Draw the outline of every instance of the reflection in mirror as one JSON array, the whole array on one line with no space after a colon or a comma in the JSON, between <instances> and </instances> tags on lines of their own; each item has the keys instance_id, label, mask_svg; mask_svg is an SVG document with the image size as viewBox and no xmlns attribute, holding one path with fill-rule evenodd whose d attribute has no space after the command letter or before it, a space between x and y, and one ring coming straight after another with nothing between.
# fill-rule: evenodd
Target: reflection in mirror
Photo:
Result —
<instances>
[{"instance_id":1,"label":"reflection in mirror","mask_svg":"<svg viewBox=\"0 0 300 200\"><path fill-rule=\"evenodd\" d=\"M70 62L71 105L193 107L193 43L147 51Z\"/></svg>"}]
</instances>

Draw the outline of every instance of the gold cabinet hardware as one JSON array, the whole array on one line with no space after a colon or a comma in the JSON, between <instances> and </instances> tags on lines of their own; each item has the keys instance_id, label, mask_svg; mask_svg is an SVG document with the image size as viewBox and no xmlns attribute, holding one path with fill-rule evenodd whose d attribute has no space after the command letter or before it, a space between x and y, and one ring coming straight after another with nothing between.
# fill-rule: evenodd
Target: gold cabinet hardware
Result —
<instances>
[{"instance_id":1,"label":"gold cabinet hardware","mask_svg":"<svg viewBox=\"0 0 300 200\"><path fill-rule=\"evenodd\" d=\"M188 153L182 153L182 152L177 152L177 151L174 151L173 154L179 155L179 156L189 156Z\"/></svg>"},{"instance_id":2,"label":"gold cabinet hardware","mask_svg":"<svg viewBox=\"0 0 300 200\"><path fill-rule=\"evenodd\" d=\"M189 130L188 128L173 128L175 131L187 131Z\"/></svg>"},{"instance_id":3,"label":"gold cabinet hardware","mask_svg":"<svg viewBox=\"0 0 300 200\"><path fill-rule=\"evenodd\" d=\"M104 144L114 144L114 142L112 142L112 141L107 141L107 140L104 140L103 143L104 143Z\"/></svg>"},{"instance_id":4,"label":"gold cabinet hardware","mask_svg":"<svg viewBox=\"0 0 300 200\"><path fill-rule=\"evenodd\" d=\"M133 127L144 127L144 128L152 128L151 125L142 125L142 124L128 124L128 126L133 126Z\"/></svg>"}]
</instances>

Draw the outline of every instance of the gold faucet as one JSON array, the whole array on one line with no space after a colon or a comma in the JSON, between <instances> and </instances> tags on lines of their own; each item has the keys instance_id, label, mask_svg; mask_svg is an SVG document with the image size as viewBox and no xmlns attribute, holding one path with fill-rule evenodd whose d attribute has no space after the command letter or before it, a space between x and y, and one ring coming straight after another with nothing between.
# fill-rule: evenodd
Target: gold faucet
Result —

• _Instructions to follow_
Reproduce every item above verbatim, in its original order, without changing a single character.

• _Correct output_
Draw the outline of every instance of the reflection in mirror as one JSON array, the whole array on one line with no space after a colon or a comma in the JSON, between <instances> and </instances> tags on lines of their own; each item has the keys instance_id, label, mask_svg; mask_svg is an SVG document with the image size as viewBox and no xmlns attribute, holding one path with fill-rule evenodd whose d attribute has no space after the command letter or before it, a space between x and y, and one ring coming straight after another with nothing between.
# fill-rule: evenodd
Target: reflection in mirror
Photo:
Result —
<instances>
[{"instance_id":1,"label":"reflection in mirror","mask_svg":"<svg viewBox=\"0 0 300 200\"><path fill-rule=\"evenodd\" d=\"M70 62L71 105L193 107L193 43L147 51Z\"/></svg>"}]
</instances>

Draw the outline of every instance of the gold cabinet hardware as one JSON array, the whole array on one line with no space after a colon or a comma in the JSON, between <instances> and </instances> tags on lines of their own; each item has the keys instance_id, label, mask_svg; mask_svg is an SVG document with the image size as viewBox and no xmlns attribute, holding one path with fill-rule evenodd whose d attribute has no space after the command letter or before it, a space between x and y, and one ring coming straight after another with nothing between.
# fill-rule: evenodd
Target: gold cabinet hardware
Result —
<instances>
[{"instance_id":1,"label":"gold cabinet hardware","mask_svg":"<svg viewBox=\"0 0 300 200\"><path fill-rule=\"evenodd\" d=\"M188 153L182 153L182 152L177 152L177 151L174 151L173 154L179 155L179 156L189 156Z\"/></svg>"},{"instance_id":2,"label":"gold cabinet hardware","mask_svg":"<svg viewBox=\"0 0 300 200\"><path fill-rule=\"evenodd\" d=\"M189 130L188 128L173 128L175 131L187 131Z\"/></svg>"},{"instance_id":3,"label":"gold cabinet hardware","mask_svg":"<svg viewBox=\"0 0 300 200\"><path fill-rule=\"evenodd\" d=\"M104 144L114 144L114 142L112 142L112 141L107 141L107 140L104 140L103 143L104 143Z\"/></svg>"},{"instance_id":4,"label":"gold cabinet hardware","mask_svg":"<svg viewBox=\"0 0 300 200\"><path fill-rule=\"evenodd\" d=\"M133 127L144 127L144 128L152 128L151 125L142 125L142 124L128 124L128 126L133 126Z\"/></svg>"}]
</instances>

Draw the outline of every instance of the gold faucet as one JSON array, the whole array on one line with no space after a colon or a comma in the JSON, between <instances> and </instances> tags on lines of their own; each item has the keys instance_id, label, mask_svg; mask_svg is an SVG document with the image size as viewBox and no xmlns attribute, holding one path with fill-rule evenodd whose d attribute has no space after the command letter or before it, a space between x and y, and one ring coming straight after another with nothing between.
# fill-rule: evenodd
Target: gold faucet
Result —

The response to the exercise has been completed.